## [MATERIAL FOR THIS TASK]
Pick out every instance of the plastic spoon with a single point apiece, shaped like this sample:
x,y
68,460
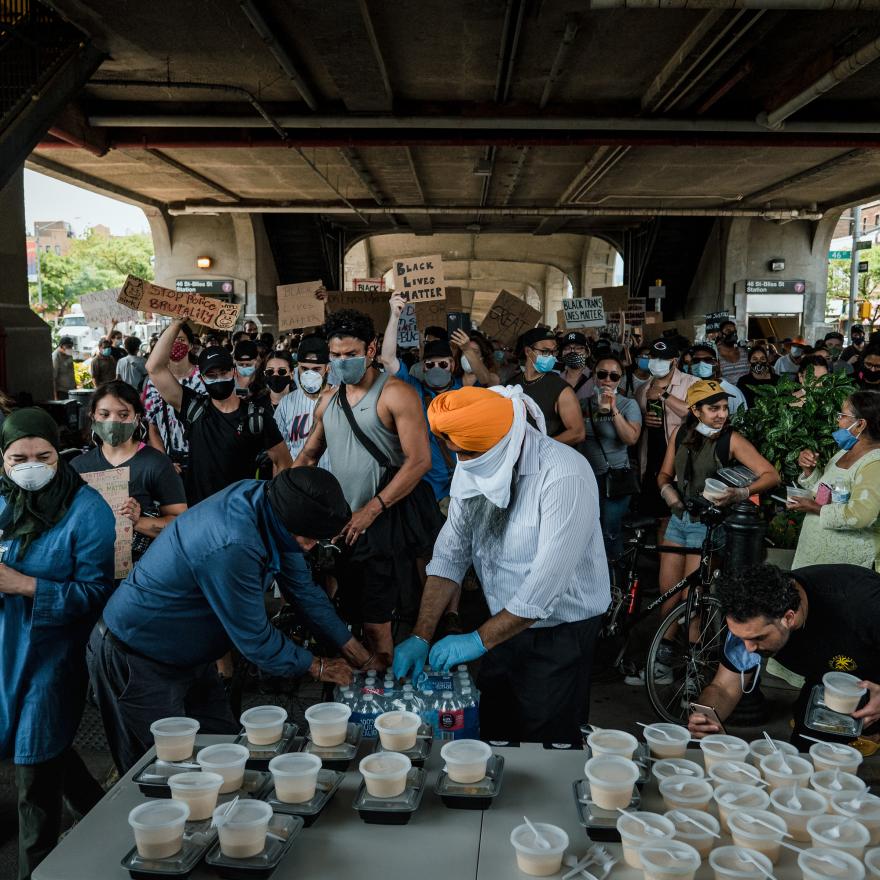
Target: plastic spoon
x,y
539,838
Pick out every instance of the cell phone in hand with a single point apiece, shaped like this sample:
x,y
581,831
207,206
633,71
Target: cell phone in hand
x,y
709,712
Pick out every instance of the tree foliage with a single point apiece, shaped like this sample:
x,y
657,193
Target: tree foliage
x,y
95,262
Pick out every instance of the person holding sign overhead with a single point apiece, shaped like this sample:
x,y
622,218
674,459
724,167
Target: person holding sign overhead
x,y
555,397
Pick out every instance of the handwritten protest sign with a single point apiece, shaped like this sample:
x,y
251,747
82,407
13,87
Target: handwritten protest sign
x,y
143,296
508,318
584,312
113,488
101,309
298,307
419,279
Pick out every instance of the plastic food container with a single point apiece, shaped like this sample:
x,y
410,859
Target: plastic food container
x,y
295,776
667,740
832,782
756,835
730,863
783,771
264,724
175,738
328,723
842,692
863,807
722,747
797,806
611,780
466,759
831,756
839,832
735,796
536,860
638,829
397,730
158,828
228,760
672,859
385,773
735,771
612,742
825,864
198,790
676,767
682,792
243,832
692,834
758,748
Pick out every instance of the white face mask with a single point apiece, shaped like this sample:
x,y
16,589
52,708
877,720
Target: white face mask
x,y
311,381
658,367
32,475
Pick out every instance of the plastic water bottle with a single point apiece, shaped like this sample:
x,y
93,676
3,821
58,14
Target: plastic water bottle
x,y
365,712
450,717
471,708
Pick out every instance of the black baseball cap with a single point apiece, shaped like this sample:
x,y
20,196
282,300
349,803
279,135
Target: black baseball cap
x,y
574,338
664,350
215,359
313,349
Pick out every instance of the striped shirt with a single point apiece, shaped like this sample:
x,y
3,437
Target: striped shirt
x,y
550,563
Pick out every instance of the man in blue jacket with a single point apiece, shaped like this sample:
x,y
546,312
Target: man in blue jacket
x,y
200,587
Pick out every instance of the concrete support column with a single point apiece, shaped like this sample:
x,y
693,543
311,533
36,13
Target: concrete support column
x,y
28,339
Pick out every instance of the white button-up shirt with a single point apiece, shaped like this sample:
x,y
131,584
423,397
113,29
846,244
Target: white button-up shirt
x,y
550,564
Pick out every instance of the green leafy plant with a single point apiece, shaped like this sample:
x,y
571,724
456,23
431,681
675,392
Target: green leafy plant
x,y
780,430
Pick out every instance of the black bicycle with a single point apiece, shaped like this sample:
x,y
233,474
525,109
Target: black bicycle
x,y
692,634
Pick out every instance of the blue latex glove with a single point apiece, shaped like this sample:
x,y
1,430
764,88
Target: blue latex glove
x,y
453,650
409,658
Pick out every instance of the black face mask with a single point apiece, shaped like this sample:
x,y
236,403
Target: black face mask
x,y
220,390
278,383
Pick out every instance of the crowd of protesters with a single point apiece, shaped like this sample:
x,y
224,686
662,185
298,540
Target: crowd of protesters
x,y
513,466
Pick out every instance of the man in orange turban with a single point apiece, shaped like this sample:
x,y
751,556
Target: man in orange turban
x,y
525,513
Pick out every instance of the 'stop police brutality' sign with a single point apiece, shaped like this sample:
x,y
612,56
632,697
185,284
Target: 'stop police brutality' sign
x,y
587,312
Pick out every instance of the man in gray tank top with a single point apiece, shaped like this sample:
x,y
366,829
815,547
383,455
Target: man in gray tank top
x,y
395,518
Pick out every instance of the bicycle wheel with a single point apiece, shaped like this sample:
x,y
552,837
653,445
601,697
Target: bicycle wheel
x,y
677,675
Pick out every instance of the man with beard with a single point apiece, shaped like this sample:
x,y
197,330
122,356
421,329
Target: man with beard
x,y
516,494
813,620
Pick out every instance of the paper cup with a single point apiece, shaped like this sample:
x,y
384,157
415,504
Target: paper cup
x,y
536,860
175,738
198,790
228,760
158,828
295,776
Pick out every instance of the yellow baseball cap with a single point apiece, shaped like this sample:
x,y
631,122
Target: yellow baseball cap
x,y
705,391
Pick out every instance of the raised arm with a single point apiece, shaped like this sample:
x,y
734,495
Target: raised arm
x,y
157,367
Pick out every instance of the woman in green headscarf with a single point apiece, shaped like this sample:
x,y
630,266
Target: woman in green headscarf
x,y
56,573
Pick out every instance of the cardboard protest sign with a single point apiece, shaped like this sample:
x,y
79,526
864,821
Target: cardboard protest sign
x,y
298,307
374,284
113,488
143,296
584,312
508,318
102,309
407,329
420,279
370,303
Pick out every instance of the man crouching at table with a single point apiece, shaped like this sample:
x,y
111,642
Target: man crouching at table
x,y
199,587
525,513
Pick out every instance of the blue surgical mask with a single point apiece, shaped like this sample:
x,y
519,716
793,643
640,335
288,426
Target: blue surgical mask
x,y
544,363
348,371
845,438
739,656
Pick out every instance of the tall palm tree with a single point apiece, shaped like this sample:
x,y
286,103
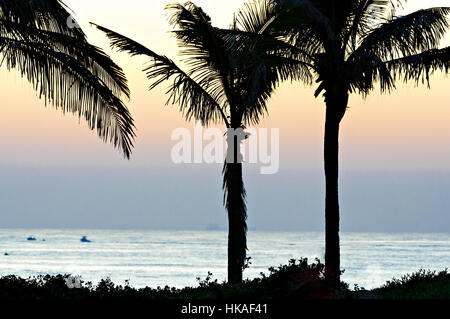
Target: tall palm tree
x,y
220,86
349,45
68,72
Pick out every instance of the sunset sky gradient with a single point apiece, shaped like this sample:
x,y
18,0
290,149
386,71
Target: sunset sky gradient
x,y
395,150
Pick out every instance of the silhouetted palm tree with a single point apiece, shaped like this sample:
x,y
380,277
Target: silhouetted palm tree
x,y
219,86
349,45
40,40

## [INSTRUCTIONS FOR THE TASK]
Your output should be the records above, duplicated exactly and picture-free.

## [OUTPUT FOR THIS EXERCISE]
Pick out every instance of the plastic spoon with a single point apiece, shaped like this sample:
x,y
68,460
Target: plastic spoon
x,y
539,838
Pick out every instance of the cell phone in hand with a single point apiece, shaped like this sample:
x,y
581,831
207,206
633,71
Target: cell phone in hand
x,y
709,712
Pick out every instance of the tree foliage with a single point apiece, shaped like this sample:
x,y
657,193
Target: tree foliage
x,y
95,262
Pick out every instance of the person holding sign overhead with a single point apiece, shaped like this sample:
x,y
622,218
674,459
724,167
Target: person holding sign overhead
x,y
555,397
Pick out every instance of the handwritten protest sign with a single point apiece, shaped like this sample:
x,y
251,747
82,407
13,87
Target: handwritten protest sign
x,y
143,296
508,318
584,312
113,488
101,309
298,307
419,279
Pick out every instance of the plastic food container with a single point apiece, shaped like this sample:
x,y
410,859
Target: plastic food container
x,y
295,776
667,740
832,782
756,835
730,863
783,771
264,724
175,738
328,723
842,692
863,807
722,747
797,806
611,780
466,759
831,756
839,832
735,796
536,860
638,829
397,730
158,828
228,760
672,859
385,773
735,771
612,742
825,864
198,790
676,767
682,792
243,832
692,834
758,748
Pick out every instance of the white face mask with a single point apiece, shaped like this sample:
x,y
16,589
52,708
877,720
Target: white face mask
x,y
311,381
658,367
32,475
Pick out every instance of the plastic water bottle with a single point apiece, shaped like this sample:
x,y
93,676
3,821
58,14
Target: plastic water bottle
x,y
365,712
450,717
471,708
Pick out every instance of the black baseball cap with a single point apiece, shaped like this sample:
x,y
20,196
282,300
349,803
279,135
Target: black baseball cap
x,y
574,338
664,350
215,359
313,349
Pick out every instance of the striped shirt with a single point apiece, shaped like this sample:
x,y
3,437
Target: striped shirt
x,y
550,563
Pick out every instance of the man in blue jacket with a single point apiece, shaped like this sample:
x,y
546,312
Target: man in blue jacket
x,y
200,587
Pick out every instance of the concrete support column with a single point apiece, shaped like this sample:
x,y
693,543
311,533
36,13
Target: concrete support column
x,y
28,339
Pick out every instance of the white button-up shirt with a single point apiece, shaped like this sample:
x,y
131,584
423,397
113,29
846,244
Target: white button-up shirt
x,y
550,564
Pick out every instance of the green leafy plant with a single point apiece, shaped like this sample:
x,y
571,724
456,23
431,681
675,392
Target: green leafy plant
x,y
780,430
Pick out every instance of the black bicycle with a single point apiece, shaped like this sample:
x,y
233,474
525,109
Target: black bicycle
x,y
692,634
Pick out every instance of the blue latex glove with a single point apiece, shaped like this sample:
x,y
1,430
764,88
Target: blue latex glove
x,y
453,650
409,658
Pick out every instance of the black face mask with a single point apiece, shaped like this sample:
x,y
236,403
Target: black face mask
x,y
220,390
278,383
Pick out every instance of the crowd of protesters with a single point apiece, shaped like this sample:
x,y
224,686
662,185
298,540
Target: crowd of protesters
x,y
513,466
Pick out every instance of the man in orange turban with a single point apiece, shaped like this sample:
x,y
751,556
Target: man in orange turban
x,y
525,513
Pick out every instance of the 'stop police brutality' sign with a single point apiece, shaped like this sample:
x,y
612,56
632,697
185,284
Target: 'stop police brutality' sign
x,y
587,312
Pick out every instance of the man in gray tank top with a single point apiece, shaped like this sample:
x,y
366,829
815,547
383,455
Target: man in gray tank top
x,y
395,518
Pick out every instance of the bicycle wheel with a single point apiece, shaped like this sample:
x,y
552,837
653,445
601,697
Target: bicycle wheel
x,y
677,675
Pick out every instance of the man with beard with a single point apiece, shaped like this sample:
x,y
197,330
122,356
421,329
Target: man with beard
x,y
516,494
813,620
Pick out every instance of the paper cup with a single point apiece, shaped like this sample:
x,y
384,157
415,504
Target: paper cup
x,y
536,860
175,738
198,790
228,760
158,828
295,776
Pick out every instance of the yellow baseball cap with a single point apiece, shaped like this sample:
x,y
631,122
Target: yellow baseball cap
x,y
705,391
Pick out every instance of the raised arm with a single point apiece, shaped like this sample:
x,y
734,495
Target: raised arm
x,y
157,367
Pick out every instance of the woman in green headscarf with a single point apiece, shaped like this sample:
x,y
630,266
Target: woman in green headscarf
x,y
56,573
Pick out every instance of the cardboard protest sign with a single point apiece, shaped like this sample:
x,y
79,526
864,821
Target: cardboard protest sign
x,y
298,307
374,284
113,488
143,296
584,312
508,318
102,309
407,329
420,279
370,303
Pick out every instance of the man crouching at table with a single point apiece, shaped like this sample:
x,y
111,642
Target: man crouching at table
x,y
199,587
525,513
Pick out every instance of the blue surgical mask with a single point apiece, shaped like this sample:
x,y
519,716
793,643
640,335
288,426
Target: blue surgical mask
x,y
544,363
348,371
845,438
739,656
Pick out every instance of the tall palm tree with a single point apiece, shaped like this sample:
x,y
286,103
Target: tall palm tree
x,y
220,86
349,45
68,72
Pick out every instance of the sunset sky gradient with a single point apiece, shaped like this sample:
x,y
18,0
290,149
386,71
Target: sunset sky gradient
x,y
395,150
Pick out every instance of the silhouetted palm tree with a single point apiece, shaped like this sample:
x,y
380,277
Target: silhouetted palm tree
x,y
219,86
349,45
40,40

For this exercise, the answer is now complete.